Consigne écrite 1: Relevez tous les réalisateurs dont le texte sur la Palme d'or cite le nom.
Consigne écrite 2: Repérez et recopiez chaque ligne des données où figure le mot « black », en tenant compte de la casse.

Entre foire aux vanités et retape politicienne!

Les fausses élites auront décidément toujours un problème avec le vrai peuple…

Bon, une fois n’est pas coutume : le coq gaulois a régné sur la Croisette, deux ans après la Palme d’or décernée à La vie d’Adèle, d’Abdellatif Kechiche, mais tombée un peu en pleines Manifs pour tous ; d’où légitime soupçon… La précédente, c’était Entre les murs, encore un film jovial de Laurent Cantet. Plus sérieusement, pour retrouver les grandes heures du cinéma français, il faut remonter au moins à 1987, avec Sous le soleil de Satan, de Maurice Pialat. On vous épargnera les précédentes, à l’exception toutefois du Salaire de la peur, d’Henri-Georges Clouzot.

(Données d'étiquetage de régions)

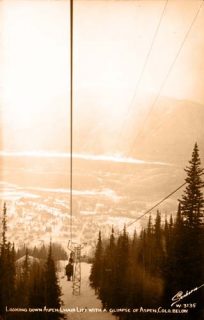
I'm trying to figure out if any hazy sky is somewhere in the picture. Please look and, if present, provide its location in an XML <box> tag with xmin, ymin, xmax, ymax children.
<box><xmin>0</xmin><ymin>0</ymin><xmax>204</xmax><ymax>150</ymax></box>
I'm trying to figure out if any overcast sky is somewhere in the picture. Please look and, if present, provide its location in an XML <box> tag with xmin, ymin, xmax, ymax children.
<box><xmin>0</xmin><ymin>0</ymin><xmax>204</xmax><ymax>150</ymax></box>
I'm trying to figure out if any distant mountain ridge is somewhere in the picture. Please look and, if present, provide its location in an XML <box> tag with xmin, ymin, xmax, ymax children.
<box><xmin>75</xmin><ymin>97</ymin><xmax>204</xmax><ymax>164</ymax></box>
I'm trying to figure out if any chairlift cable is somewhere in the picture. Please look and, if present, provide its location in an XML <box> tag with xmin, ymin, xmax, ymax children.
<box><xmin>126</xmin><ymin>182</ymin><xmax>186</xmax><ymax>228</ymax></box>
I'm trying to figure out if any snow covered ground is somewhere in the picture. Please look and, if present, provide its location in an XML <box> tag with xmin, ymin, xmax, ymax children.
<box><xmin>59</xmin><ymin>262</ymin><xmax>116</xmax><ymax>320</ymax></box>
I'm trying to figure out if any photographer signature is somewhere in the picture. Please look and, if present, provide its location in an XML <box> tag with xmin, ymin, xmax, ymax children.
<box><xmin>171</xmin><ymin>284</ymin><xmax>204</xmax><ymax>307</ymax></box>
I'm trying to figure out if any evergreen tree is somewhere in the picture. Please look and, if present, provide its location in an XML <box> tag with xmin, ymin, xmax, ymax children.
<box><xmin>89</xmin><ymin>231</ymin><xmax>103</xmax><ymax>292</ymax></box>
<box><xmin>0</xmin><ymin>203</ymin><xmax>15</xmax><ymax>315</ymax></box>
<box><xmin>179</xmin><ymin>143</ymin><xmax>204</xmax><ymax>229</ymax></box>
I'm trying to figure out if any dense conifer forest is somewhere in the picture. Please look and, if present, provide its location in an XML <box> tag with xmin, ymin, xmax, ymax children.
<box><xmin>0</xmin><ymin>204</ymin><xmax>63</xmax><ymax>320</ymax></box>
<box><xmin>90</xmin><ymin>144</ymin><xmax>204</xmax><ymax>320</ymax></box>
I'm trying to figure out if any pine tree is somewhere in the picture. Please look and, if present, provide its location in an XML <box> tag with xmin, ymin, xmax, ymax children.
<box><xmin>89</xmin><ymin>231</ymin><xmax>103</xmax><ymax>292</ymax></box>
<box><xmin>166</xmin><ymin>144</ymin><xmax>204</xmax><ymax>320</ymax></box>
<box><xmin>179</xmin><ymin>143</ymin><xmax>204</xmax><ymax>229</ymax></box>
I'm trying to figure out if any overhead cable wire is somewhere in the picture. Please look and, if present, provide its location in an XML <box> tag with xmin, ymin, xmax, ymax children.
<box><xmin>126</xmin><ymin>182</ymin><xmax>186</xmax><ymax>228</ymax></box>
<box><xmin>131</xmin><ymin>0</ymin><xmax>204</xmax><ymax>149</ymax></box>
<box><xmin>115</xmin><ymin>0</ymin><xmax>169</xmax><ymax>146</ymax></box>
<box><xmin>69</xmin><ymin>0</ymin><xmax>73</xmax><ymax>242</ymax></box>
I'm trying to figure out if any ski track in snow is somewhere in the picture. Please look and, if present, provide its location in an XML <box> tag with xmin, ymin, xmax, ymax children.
==
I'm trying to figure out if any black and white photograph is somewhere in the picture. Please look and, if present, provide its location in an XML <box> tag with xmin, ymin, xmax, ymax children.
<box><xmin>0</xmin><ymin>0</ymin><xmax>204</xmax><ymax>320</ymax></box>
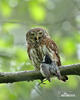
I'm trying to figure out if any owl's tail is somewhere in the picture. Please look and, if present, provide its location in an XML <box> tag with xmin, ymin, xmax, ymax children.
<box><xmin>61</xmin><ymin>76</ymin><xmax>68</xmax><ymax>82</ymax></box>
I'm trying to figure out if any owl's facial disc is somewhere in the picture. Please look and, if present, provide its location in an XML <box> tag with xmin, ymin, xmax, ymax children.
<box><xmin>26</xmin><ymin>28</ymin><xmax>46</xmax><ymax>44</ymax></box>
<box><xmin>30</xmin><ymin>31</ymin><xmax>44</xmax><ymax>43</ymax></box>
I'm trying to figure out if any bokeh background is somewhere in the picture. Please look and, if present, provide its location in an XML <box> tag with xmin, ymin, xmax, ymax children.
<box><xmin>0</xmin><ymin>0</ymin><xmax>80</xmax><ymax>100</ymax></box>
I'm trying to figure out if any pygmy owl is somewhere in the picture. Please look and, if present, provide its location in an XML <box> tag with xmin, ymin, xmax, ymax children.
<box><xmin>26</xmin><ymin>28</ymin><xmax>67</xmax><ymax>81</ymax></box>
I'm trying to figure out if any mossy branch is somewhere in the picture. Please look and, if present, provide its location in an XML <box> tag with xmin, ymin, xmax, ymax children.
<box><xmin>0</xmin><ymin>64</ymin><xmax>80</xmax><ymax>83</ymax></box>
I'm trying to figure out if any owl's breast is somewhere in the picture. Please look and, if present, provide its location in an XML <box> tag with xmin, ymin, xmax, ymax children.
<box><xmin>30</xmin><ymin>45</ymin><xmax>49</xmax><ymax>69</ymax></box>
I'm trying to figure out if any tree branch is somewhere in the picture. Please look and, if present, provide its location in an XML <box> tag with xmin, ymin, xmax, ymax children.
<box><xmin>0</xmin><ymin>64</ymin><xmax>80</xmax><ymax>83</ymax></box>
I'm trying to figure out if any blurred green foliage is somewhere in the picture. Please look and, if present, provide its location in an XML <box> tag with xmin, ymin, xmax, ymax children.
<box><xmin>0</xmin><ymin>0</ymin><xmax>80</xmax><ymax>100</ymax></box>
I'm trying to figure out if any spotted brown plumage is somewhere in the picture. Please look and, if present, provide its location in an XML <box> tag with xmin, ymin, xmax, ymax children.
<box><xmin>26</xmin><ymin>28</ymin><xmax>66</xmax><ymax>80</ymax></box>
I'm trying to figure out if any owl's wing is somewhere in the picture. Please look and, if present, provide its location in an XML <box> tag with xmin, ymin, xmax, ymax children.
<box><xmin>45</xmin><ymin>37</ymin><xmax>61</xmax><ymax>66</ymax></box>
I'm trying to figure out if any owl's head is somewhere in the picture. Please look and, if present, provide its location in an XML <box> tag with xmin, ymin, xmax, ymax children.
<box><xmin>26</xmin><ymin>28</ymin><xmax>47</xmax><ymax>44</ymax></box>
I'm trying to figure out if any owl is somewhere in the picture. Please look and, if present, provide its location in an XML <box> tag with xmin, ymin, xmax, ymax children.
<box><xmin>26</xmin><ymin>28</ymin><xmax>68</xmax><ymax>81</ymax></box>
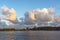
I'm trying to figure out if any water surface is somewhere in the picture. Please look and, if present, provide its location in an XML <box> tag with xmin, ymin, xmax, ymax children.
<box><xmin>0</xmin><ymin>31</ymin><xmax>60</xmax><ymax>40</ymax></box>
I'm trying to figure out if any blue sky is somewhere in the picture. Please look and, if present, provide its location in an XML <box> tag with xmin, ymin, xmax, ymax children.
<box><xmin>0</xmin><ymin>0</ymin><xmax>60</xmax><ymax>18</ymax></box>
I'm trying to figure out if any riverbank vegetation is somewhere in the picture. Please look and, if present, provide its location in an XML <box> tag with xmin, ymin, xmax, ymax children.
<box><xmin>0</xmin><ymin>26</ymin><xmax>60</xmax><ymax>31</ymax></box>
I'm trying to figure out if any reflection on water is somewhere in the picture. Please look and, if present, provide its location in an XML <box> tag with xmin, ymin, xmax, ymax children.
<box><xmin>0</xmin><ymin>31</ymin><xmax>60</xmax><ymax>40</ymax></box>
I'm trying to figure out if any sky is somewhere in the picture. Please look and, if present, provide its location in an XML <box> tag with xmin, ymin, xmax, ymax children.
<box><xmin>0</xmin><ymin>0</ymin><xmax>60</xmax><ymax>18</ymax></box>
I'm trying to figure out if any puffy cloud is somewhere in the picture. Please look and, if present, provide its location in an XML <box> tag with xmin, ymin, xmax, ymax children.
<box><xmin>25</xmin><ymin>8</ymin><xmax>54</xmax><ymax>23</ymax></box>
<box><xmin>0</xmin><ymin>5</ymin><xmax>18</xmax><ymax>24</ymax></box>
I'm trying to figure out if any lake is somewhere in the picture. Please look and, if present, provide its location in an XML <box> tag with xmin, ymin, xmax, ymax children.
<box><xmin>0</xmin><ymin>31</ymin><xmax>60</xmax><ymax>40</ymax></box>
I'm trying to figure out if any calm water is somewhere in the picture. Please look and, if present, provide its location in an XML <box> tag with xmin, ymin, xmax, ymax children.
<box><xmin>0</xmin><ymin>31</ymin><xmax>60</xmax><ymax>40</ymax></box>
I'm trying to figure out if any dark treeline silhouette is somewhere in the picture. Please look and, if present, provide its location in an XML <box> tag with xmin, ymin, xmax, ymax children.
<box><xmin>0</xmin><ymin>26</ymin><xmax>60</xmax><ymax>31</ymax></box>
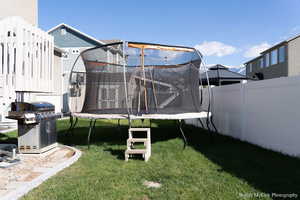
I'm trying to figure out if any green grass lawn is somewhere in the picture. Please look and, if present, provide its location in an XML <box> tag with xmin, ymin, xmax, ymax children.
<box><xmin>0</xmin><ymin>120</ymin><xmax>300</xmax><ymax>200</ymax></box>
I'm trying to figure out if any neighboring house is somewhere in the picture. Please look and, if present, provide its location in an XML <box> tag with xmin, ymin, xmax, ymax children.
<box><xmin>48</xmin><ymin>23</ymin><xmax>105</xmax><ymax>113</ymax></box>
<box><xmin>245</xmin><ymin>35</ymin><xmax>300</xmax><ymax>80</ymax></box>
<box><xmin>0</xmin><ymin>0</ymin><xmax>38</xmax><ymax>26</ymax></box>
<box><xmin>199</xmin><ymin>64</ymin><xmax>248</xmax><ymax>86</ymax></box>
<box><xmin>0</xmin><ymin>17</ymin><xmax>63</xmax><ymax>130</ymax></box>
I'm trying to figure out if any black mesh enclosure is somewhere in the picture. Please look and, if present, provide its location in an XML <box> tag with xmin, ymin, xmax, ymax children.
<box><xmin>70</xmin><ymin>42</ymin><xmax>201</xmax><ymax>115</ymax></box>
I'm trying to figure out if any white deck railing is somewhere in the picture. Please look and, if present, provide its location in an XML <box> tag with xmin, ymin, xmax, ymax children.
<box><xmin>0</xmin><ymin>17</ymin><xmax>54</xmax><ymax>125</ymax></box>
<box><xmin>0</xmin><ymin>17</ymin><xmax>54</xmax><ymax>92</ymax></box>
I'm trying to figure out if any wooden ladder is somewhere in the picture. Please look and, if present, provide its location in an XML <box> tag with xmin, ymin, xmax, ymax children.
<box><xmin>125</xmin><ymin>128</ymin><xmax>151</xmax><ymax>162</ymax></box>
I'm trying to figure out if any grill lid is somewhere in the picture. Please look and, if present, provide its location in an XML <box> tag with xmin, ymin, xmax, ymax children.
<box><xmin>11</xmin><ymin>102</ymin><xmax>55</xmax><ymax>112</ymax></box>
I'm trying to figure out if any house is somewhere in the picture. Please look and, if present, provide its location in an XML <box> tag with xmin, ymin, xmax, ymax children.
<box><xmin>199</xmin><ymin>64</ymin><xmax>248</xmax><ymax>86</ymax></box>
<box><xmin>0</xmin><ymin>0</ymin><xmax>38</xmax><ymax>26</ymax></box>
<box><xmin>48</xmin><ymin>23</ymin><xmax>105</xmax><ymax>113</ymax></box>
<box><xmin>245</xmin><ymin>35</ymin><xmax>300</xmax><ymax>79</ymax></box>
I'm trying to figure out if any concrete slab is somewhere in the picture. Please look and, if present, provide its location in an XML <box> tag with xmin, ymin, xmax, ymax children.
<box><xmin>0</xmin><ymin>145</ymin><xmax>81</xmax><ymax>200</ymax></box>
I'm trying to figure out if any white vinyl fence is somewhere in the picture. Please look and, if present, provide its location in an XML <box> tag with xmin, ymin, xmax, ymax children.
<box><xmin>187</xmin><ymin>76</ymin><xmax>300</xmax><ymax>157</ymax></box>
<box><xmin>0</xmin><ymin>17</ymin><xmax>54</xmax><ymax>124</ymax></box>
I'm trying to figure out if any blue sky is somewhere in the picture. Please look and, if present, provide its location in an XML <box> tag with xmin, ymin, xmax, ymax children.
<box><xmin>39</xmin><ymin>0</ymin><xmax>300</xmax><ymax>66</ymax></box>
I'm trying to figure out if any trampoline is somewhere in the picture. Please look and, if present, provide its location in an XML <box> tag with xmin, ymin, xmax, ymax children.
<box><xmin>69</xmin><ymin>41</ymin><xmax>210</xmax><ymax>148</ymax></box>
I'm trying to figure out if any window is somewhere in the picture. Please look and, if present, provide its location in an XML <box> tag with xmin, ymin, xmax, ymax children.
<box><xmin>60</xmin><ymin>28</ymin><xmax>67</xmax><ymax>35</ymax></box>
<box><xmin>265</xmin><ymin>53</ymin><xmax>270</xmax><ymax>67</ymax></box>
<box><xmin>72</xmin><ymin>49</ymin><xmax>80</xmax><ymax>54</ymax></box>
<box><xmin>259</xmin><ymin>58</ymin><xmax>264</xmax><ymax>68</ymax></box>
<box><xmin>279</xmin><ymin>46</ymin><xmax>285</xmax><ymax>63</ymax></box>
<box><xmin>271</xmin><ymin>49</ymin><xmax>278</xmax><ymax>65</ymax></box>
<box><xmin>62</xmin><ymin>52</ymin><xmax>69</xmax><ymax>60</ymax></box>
==
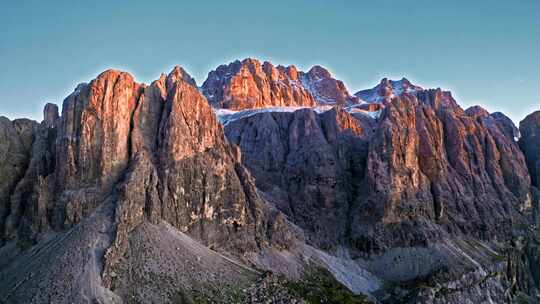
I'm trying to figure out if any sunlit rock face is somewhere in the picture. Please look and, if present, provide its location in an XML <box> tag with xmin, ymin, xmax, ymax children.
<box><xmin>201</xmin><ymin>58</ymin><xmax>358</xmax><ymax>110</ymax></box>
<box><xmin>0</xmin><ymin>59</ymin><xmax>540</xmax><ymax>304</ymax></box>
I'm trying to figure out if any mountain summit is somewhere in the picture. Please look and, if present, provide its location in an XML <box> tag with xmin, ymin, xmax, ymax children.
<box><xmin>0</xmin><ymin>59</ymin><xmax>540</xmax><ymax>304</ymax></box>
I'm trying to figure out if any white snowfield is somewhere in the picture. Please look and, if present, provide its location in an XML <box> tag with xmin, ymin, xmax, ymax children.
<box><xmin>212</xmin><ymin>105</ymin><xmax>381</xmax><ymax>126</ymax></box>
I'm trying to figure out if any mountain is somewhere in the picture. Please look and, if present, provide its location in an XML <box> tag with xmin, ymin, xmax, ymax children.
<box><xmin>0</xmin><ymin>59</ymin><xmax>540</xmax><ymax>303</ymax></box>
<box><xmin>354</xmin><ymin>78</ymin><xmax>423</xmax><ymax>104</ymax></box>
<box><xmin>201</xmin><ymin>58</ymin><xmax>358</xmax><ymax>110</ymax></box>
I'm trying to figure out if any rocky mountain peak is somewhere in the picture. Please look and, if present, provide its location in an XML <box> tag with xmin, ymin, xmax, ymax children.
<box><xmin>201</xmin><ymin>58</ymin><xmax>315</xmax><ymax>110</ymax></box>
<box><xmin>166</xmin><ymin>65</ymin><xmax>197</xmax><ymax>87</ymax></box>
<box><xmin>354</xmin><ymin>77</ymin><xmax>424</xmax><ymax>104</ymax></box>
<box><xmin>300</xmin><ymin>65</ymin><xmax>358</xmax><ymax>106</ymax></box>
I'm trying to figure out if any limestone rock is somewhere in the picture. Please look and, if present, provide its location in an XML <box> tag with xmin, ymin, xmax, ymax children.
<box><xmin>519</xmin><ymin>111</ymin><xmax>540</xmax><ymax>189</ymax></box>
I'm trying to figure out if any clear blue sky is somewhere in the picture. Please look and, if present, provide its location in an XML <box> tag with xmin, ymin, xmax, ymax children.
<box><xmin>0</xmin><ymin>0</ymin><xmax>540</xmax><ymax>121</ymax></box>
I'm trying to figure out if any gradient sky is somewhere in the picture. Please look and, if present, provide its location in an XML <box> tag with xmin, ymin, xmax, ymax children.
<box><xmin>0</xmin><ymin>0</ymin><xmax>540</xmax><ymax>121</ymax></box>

Corrigé 1: Abdellatif Kechiche, Laurent Cantet, Maurice Pialat, Henri-Georges Clouzot

Corrigé 2:
I'm trying to figure out if any black and white photograph is somewhere in the picture. Please look and, if present, provide its location in an XML <box> tag with xmin, ymin, xmax, ymax children.
I'm trying to figure out if any black mesh enclosure is somewhere in the picture. Please look and, if present, provide its location in an XML <box> tag with xmin, ymin, xmax, ymax children.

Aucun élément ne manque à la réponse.